**WORK TASK:** As soon as the line containing "For every instance, mark" appears, copy it and every following line word for word until the records end.

[Image-grounded pointing data]

· · · · ·

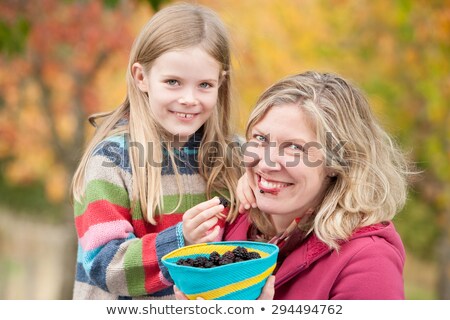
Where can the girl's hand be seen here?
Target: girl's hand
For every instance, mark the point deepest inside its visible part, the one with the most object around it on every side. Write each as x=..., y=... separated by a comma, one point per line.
x=199, y=222
x=245, y=194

· · · · ·

**EXPECTED ANSWER:**
For every instance, mark the point deepest inside its visible part, the one with the most object around it on every side. Write each as x=..., y=... separated by a comma, one point per line.
x=199, y=222
x=245, y=194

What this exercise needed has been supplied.